- Entries from a set of point annotations -
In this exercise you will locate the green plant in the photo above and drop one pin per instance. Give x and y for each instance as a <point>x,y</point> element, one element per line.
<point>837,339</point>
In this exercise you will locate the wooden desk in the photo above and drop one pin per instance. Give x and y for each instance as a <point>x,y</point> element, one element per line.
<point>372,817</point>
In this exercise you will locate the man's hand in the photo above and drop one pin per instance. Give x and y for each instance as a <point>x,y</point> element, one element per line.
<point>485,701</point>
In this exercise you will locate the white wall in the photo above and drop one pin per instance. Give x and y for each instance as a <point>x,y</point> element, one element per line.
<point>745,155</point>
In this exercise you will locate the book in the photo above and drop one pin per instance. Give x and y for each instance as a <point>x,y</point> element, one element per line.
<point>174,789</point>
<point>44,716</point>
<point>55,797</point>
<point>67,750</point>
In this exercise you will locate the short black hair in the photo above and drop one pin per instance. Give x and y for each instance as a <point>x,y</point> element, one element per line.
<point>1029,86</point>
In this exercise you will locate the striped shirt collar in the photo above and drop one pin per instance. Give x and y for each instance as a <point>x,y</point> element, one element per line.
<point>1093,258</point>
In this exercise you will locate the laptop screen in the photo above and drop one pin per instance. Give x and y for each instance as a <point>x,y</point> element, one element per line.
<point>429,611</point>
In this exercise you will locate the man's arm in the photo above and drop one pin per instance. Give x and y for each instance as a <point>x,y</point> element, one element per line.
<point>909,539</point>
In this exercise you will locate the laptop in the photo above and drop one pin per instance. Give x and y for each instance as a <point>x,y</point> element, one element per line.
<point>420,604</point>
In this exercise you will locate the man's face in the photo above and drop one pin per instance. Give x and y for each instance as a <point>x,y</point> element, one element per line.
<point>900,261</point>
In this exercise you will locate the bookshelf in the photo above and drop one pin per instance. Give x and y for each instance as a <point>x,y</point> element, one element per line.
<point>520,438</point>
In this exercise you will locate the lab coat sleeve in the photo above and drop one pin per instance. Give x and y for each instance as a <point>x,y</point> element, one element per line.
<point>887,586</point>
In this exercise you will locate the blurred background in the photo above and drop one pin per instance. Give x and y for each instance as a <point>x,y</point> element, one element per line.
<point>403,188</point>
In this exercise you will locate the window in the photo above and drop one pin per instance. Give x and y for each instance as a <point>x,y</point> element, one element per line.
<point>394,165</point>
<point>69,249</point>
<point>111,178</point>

- INSTRUCTIONS FOR THE TASK -
Reproduce all of the data above verbatim, line for line, without any alteration.

- SOLUTION BELOW -
In this exercise you will locate the green plant in the photo above and drop one pin per instance. Give x and y for each instance as a <point>x,y</point> element, one element per line.
<point>837,339</point>
In this exercise you will locate the wooden desk in the photo above and drop one pin per instance. Give x and y for each instance as a <point>x,y</point> element, one element per line.
<point>372,817</point>
In this exercise you will locate the man's hand in the photo above and drop one pin per instance. Give x and y for each instance as a <point>x,y</point> element, one element per line.
<point>485,701</point>
In this exercise you will locate the white wall in the photo above and drop one pin per instance. Give x and y for each instance as a <point>x,y</point> element, one element per line.
<point>745,155</point>
In this exercise you will locate the book in the photo above and drop one pin per instance. Give x and y for each instance as a <point>x,y</point> element, one element per line.
<point>174,789</point>
<point>44,716</point>
<point>55,797</point>
<point>67,750</point>
In this exercise you will locate the short black hair in the photo above and drop one pin per instance. Give x and y for each instance as a <point>x,y</point> element, one element per line.
<point>1029,86</point>
In this exercise you will locate the striped shirt collar in the photo above and drop one pin per instance. Give x and y for each instance as a <point>x,y</point> element, one element per line.
<point>1093,258</point>
In this exercise you will locate the laptop screen in the photo above and drop one pin per instance. Give x and y for each instance as a <point>x,y</point> element, one element per line.
<point>429,611</point>
In this exercise you will locate the man's arm in the photo above and drop one pin per instance. Give x and y for each instance as a <point>x,y</point> element, one element per line.
<point>909,539</point>
In this exercise you will locate the laptop in the photo above and drop one pin per instance. Give x and y for each instance as a <point>x,y</point> element, one element per line.
<point>420,604</point>
In this exercise you will locate the man's face in the photo above and drop one pin per instance. Give x and y for each instance as a <point>x,y</point> element, one element per line.
<point>900,261</point>
In this exercise you will locate the bookshelf in the photo above and drop one pin per instance. Give x and y for each instance as a <point>x,y</point> element, one element per line.
<point>520,438</point>
In this exercise you will locate the lab coat sleeve in the photo above and drop one pin per instance. Give x and y for each instance as a <point>x,y</point> element, one element per line.
<point>887,586</point>
In this exercise you will locate the blurred background in the photo above and drop one pin per instance. Give x and y for each instance as a <point>x,y</point> element, one element per line.
<point>403,188</point>
In this exercise you will locate the window in the photo above and drop one pin per instance. Give x and y for each instance as a <point>x,y</point> element, one element per line.
<point>394,165</point>
<point>69,249</point>
<point>111,178</point>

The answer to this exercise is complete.